* **Try it**:
Look through the entries for the line containing "May I ask you to find the white wall". Then output that line and every line after it, exactly, to the end.

:::::

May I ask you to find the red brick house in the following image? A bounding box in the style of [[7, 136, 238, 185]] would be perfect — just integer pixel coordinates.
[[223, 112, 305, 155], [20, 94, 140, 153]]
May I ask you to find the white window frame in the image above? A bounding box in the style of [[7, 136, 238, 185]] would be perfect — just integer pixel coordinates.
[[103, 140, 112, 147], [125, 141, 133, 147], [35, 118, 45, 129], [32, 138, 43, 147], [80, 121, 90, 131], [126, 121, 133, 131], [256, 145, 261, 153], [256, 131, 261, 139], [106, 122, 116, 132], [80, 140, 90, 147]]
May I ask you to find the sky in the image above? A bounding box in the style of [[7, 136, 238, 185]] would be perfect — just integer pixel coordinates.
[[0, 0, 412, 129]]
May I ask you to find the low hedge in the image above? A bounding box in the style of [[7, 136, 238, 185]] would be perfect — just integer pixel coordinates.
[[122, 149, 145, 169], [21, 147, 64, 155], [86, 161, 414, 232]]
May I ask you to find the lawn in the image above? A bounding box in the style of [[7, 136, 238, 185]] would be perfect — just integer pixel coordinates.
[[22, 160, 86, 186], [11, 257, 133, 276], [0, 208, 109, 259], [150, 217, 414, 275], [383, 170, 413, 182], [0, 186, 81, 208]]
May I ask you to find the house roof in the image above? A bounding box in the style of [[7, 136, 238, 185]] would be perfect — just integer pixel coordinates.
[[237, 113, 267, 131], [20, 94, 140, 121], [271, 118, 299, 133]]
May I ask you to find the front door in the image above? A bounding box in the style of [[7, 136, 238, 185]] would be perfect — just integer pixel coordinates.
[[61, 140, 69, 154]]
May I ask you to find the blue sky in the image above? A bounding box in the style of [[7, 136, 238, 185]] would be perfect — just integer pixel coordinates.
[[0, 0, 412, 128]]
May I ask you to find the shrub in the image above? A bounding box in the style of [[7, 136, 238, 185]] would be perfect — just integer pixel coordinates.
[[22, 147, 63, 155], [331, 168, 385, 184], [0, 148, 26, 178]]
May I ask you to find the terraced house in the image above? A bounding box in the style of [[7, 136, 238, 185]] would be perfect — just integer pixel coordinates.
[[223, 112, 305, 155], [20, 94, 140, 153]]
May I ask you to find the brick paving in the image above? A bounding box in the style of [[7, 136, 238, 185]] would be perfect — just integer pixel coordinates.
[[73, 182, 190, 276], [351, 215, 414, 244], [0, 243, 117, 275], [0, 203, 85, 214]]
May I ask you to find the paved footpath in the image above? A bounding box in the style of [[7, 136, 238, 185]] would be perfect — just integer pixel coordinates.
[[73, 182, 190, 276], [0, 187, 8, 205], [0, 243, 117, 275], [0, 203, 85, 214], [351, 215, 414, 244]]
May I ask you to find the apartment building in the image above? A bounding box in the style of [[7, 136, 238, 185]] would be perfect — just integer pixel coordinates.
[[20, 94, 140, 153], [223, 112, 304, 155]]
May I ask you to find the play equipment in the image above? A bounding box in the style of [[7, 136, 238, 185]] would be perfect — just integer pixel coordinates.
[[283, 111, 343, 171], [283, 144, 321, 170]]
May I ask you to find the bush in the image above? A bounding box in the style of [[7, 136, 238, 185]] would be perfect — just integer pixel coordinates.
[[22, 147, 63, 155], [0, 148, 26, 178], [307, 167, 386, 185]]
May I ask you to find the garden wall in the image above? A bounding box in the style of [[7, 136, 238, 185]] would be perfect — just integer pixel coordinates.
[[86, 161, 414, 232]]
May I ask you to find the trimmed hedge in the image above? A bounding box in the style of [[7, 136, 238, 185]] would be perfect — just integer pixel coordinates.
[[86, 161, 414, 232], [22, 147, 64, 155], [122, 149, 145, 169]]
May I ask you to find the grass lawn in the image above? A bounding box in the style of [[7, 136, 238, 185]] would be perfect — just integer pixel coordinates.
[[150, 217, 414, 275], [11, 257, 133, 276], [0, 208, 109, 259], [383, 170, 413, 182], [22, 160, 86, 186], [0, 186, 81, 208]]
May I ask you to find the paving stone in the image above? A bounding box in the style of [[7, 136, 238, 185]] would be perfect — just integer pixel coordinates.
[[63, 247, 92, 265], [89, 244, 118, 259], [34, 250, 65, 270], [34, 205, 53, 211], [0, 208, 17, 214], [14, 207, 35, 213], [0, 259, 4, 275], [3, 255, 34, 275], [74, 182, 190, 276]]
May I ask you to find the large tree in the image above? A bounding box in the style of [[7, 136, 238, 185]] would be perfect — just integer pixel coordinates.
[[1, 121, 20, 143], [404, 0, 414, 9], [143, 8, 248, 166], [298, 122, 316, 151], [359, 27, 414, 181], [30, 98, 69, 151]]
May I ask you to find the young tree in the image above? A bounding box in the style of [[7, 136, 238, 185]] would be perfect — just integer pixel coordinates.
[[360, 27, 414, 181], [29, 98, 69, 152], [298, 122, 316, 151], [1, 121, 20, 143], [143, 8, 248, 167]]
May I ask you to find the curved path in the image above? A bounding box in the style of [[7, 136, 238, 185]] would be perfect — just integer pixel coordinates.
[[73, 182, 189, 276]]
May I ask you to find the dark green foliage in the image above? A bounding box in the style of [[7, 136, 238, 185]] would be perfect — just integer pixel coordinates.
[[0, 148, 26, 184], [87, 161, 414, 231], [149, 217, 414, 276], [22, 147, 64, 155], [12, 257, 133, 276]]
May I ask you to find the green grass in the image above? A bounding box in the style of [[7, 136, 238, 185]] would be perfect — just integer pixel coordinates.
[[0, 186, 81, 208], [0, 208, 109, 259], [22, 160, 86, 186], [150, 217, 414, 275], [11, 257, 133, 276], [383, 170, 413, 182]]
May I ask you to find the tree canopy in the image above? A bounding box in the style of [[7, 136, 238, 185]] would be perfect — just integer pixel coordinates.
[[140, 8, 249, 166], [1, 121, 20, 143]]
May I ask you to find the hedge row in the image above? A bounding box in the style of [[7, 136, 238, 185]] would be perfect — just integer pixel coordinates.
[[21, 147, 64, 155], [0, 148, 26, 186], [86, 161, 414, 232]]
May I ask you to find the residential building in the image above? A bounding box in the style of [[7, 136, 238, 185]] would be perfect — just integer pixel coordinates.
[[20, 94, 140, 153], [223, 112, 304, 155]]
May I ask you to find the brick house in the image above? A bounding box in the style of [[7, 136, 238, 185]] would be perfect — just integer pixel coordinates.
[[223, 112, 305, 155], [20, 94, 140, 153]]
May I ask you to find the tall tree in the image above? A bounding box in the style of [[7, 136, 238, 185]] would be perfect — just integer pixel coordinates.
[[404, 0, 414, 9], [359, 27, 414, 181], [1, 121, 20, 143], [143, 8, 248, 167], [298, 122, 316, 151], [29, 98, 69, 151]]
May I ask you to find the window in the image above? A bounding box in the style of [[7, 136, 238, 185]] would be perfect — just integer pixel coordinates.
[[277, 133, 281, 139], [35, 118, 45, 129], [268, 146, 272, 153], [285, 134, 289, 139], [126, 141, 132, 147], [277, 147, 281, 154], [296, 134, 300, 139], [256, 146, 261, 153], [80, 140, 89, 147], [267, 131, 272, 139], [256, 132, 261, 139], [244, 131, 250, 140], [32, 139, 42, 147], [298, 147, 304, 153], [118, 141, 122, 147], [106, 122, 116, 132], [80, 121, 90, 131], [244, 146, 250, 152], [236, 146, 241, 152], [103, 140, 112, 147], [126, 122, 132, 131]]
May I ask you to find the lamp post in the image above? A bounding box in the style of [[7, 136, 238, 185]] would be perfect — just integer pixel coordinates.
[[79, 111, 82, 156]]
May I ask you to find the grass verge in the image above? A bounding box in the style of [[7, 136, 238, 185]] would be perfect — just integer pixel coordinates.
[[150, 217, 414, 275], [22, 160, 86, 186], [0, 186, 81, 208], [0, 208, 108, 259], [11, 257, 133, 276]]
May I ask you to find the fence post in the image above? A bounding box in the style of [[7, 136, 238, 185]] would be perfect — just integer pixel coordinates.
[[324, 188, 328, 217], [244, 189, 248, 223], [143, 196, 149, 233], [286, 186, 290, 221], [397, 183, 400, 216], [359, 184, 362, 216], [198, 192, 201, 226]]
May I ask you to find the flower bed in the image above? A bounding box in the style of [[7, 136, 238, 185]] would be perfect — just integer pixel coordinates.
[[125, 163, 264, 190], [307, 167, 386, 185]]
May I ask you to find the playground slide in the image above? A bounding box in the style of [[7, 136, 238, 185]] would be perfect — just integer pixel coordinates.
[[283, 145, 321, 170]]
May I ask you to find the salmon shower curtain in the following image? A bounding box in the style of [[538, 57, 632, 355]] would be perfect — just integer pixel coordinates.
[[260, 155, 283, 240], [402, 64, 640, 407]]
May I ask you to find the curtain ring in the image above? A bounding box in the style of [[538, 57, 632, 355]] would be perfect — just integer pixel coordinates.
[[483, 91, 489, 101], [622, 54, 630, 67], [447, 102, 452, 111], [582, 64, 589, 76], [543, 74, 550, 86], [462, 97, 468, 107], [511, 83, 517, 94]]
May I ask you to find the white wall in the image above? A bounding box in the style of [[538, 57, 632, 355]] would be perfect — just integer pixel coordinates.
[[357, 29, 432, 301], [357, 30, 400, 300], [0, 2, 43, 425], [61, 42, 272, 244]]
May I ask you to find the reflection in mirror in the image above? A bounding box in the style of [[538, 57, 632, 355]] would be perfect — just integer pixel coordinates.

:::::

* **Reply to the task**:
May I ask you to find the white wall in the image above? A bounding box in the style of [[538, 57, 632, 355]] would be perfect — just integer pixel coordinates.
[[357, 29, 432, 301], [357, 30, 400, 300], [0, 2, 43, 425], [61, 42, 272, 244]]
May I ask you to find the reflection in mirror in the image above? A bounding box in the style of [[538, 57, 632, 355]] would be perfect — just integer pixel coordinates.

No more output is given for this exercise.